WORK TO BE COMPLETED
Quote the lines of the listing below word for word, leaving out the pictures.

(Lines of data)
= = = = =
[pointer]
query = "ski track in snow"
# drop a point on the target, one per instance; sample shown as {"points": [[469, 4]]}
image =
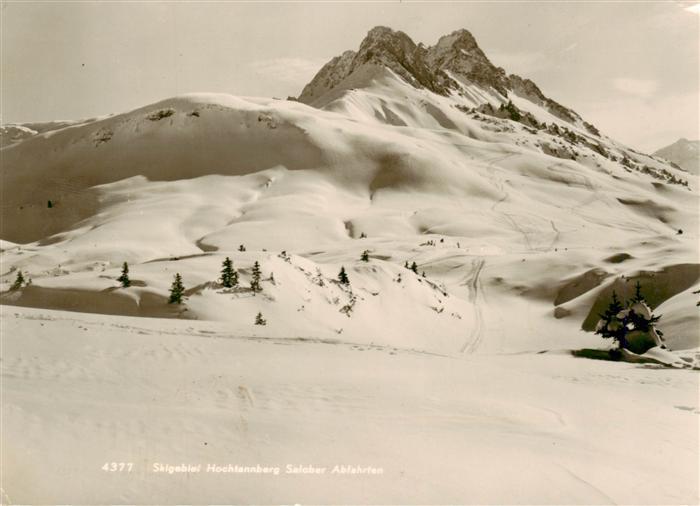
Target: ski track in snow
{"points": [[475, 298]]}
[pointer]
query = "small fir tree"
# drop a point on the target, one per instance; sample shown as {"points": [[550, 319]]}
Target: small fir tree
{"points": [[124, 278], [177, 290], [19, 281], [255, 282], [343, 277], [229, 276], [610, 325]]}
= = = = =
WRITTEN SOLUTION
[pointer]
query = "ski track in snow"
# drop a point on the target, one per instance; sample shown as {"points": [[469, 4]]}
image =
Target: ski track in snow
{"points": [[475, 298]]}
[pointer]
query = "small fir tree"
# drop a point on the target, one per instance; sample shown as {"points": [[550, 319]]}
Target: small fir tree
{"points": [[124, 278], [177, 290], [19, 281], [255, 282], [343, 277], [229, 276], [610, 325]]}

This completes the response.